Short task | Update the material by replacing every "marker" with "pin" and leave everything else unchanged.

#### Extracted information

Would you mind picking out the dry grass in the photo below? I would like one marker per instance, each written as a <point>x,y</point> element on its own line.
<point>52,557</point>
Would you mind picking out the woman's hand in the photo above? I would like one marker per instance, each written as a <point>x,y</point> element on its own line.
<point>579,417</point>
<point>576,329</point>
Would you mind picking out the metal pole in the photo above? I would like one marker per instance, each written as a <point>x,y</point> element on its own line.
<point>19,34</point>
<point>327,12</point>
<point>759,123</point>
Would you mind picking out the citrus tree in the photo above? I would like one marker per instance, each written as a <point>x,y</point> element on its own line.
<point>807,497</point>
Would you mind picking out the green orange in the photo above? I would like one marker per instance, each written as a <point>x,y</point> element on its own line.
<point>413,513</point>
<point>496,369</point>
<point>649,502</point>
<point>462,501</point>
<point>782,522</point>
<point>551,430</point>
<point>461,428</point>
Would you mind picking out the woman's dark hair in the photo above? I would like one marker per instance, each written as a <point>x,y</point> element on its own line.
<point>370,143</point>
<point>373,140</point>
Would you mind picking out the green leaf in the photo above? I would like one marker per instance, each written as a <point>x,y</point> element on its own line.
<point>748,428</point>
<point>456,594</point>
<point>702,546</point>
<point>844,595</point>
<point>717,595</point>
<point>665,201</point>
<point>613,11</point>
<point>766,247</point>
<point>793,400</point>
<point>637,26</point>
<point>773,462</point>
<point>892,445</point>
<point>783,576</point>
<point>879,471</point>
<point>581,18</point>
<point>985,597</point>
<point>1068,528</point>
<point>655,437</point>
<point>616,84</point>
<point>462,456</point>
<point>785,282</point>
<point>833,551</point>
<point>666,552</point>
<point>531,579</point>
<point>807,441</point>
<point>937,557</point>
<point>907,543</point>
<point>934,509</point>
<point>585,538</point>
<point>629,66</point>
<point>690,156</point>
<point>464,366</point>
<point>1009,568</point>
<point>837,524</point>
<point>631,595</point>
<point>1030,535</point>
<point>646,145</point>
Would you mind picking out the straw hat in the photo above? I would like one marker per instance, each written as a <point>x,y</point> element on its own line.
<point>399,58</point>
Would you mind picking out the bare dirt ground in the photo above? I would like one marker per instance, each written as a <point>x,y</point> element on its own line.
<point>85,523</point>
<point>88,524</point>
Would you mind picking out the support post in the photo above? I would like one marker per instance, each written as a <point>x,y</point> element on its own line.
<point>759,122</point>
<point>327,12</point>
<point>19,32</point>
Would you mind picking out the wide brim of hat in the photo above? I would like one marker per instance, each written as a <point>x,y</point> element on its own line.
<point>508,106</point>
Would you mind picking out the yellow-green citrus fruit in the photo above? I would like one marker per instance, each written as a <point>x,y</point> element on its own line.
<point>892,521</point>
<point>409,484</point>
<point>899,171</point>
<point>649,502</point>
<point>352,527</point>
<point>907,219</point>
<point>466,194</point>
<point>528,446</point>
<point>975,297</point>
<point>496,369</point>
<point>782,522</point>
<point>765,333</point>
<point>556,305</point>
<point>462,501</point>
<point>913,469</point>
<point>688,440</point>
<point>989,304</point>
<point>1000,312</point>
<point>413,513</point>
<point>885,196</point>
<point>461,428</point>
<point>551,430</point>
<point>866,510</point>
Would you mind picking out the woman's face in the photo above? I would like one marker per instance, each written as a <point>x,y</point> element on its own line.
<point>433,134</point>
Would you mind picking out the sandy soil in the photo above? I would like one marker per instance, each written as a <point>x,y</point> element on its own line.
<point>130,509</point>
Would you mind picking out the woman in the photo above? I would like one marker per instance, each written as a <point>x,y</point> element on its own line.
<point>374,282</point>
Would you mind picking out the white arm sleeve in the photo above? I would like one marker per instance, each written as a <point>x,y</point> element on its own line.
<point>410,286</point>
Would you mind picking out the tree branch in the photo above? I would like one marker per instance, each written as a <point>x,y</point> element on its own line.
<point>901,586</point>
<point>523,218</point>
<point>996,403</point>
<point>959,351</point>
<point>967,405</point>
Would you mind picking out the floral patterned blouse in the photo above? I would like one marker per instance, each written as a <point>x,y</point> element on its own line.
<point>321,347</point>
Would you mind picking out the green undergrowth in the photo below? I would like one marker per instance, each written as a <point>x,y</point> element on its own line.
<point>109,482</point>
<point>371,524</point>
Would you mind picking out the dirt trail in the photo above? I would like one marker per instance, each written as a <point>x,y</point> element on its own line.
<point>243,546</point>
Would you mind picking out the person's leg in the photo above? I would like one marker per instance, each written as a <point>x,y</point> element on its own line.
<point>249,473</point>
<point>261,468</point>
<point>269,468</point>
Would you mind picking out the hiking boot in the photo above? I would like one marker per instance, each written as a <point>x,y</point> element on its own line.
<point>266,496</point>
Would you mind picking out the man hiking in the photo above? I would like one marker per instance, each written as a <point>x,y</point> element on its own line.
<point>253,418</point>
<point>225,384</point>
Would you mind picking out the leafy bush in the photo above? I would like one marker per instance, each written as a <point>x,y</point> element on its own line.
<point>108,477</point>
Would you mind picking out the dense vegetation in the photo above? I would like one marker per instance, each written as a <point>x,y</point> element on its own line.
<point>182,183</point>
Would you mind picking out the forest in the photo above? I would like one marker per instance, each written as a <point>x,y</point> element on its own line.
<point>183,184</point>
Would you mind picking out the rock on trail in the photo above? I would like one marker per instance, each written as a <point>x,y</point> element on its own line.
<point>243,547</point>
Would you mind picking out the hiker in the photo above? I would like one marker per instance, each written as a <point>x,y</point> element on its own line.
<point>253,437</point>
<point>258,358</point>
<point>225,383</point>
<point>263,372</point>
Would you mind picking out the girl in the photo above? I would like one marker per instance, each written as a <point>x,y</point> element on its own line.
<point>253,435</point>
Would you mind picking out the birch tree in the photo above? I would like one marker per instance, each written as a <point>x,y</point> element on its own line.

########

Solution to the exercise |
Would you mind picking out the dry grass in the photo below? I would like one pin per instance, each written as a <point>x,y</point> element on its own line.
<point>52,557</point>
Would you mind picking out the woman's hand in the photo above? I would like one pin per instance, each written as a <point>x,y</point> element on its own line.
<point>579,417</point>
<point>576,329</point>
Would you mind picking out the metal pole in the photo above? I would like one pin per instance, each written as a <point>x,y</point> element on its own line.
<point>19,34</point>
<point>327,12</point>
<point>759,123</point>
Would you mind picking out the citrus tree in the photo above? I would like one pin per instance, each written as a <point>x,y</point> element on its own line.
<point>807,497</point>
Would you mind picking out the green orange in the photo above? I would like one pin per instance, each written as a <point>x,y</point> element on its own line.
<point>413,513</point>
<point>496,369</point>
<point>649,502</point>
<point>462,501</point>
<point>782,522</point>
<point>551,430</point>
<point>461,428</point>
Would you mind picking out the woman's dark hair in the photo above? I would like one pin per instance, each written as a <point>x,y</point> element on its own line.
<point>370,143</point>
<point>373,140</point>
Would you mind picking out the green leaf in the photo above? I would like one pin per instance, each written as a <point>x,y</point> element on its own line.
<point>748,428</point>
<point>456,594</point>
<point>702,546</point>
<point>844,595</point>
<point>717,595</point>
<point>665,201</point>
<point>613,11</point>
<point>766,247</point>
<point>793,400</point>
<point>637,26</point>
<point>773,462</point>
<point>892,445</point>
<point>783,576</point>
<point>879,471</point>
<point>581,18</point>
<point>985,597</point>
<point>1068,528</point>
<point>655,437</point>
<point>616,84</point>
<point>462,456</point>
<point>785,282</point>
<point>833,551</point>
<point>666,552</point>
<point>531,579</point>
<point>807,441</point>
<point>937,557</point>
<point>907,543</point>
<point>934,509</point>
<point>585,538</point>
<point>629,66</point>
<point>690,156</point>
<point>464,366</point>
<point>1009,568</point>
<point>837,524</point>
<point>631,595</point>
<point>1030,535</point>
<point>646,145</point>
Would you mind picking out the straw hat in the photo above? I would like one pin per instance, each written as a <point>x,y</point> element on its own line.
<point>399,58</point>
Would you mind picking out the bare dirt ground in the photo above? I would like one pin per instance, each written as a <point>x,y</point> element on its own line.
<point>85,523</point>
<point>88,524</point>
Would you mind picking out the support post in the photo above? I would like one pin per instance, each written as a <point>x,y</point> element on its own line.
<point>759,122</point>
<point>327,12</point>
<point>19,32</point>
Would you mind picking out the wide brim of hat in the photo above? I would like one pin per instance, each written as a <point>x,y</point> element on its own line.
<point>508,106</point>
Would you mind picking out the yellow-green citrus fruit in the photo above? I would like one pin per instance, each written as a <point>x,y</point> element on its own line.
<point>892,521</point>
<point>409,484</point>
<point>899,171</point>
<point>649,502</point>
<point>352,527</point>
<point>907,219</point>
<point>466,194</point>
<point>528,446</point>
<point>975,297</point>
<point>496,369</point>
<point>782,522</point>
<point>765,333</point>
<point>556,305</point>
<point>462,501</point>
<point>913,469</point>
<point>688,440</point>
<point>989,304</point>
<point>1000,312</point>
<point>413,513</point>
<point>885,196</point>
<point>461,428</point>
<point>551,430</point>
<point>866,510</point>
Would you mind picking out the woman's face in the photo above? I would like one pin per instance, each written as a <point>x,y</point> element on its own line.
<point>433,134</point>
Would you mind picking out the sandy soil in the photo above? I would like one pin per instance, each written as a <point>x,y</point> element on its own line.
<point>130,509</point>
Would you mind picking out the woman in the photo above? I would like one pin per instance, each written as a <point>x,y</point> element on its own line.
<point>374,282</point>
Would you mind picking out the white arm sleeve in the photo above? I would like one pin per instance, each written as a <point>x,y</point> element on its own line.
<point>410,286</point>
Would you mind picking out the tree branch in the photo above? I would like one pin per instance, each written as a <point>x,y</point> element on its own line.
<point>901,586</point>
<point>523,218</point>
<point>996,403</point>
<point>959,351</point>
<point>967,405</point>
Would you mind picking out the floral patterned blouse in the photo above? I would like one pin per instance, each written as a <point>x,y</point> element on its own line.
<point>321,347</point>
Would you mind picking out the green undergrowth in the photo below? I would like one pin per instance, each written as a <point>x,y</point> element on its own line.
<point>109,482</point>
<point>371,524</point>
Would you mind picking out the dirt trail in the photo above? I would like one pin per instance, each written as a <point>x,y</point> element on its own line.
<point>243,546</point>
Would you mind picking out the person's leg in the photo above? I would like one pin per instance, each written as a <point>x,y</point> element on its own line.
<point>249,473</point>
<point>261,468</point>
<point>269,468</point>
Would you mind picking out the hiking boot in the photo above? I would like one pin per instance, each written as a <point>x,y</point> element on its own line.
<point>266,496</point>
Would you mind picking out the man hiking in the photo above? I would like one pin per instance, each written as a <point>x,y</point> element on its own line.
<point>253,418</point>
<point>225,384</point>
Would you mind picking out the leafy bush in the photo above? I would like one pin per instance, each written as a <point>x,y</point> element on its own line.
<point>108,477</point>
Would you mind picking out the dense vegetation in the photo above? I would like one pin per instance, each written as a <point>x,y</point> element on its own line.
<point>182,183</point>
Would you mind picking out the forest in the photo above? I would like one pin per instance, each written as a <point>x,y</point> element on its own line.
<point>183,184</point>
Would you mind picking out the rock on trail in the photo above? I would like one pin per instance, each written as a <point>x,y</point> element on its own line.
<point>243,547</point>
Would you mind picking out the hiker in the photo above? I would like one pin per instance, each written as a <point>x,y</point> element on its own line.
<point>253,437</point>
<point>258,358</point>
<point>225,383</point>
<point>263,372</point>
Would you mind picking out the girl in the photo above? I would like one pin per instance, each written as a <point>x,y</point> element on its own line.
<point>253,435</point>
Would you mind picking out the birch tree in the photo above? I would like one pin per instance, each written as a <point>x,y</point> element on its own line.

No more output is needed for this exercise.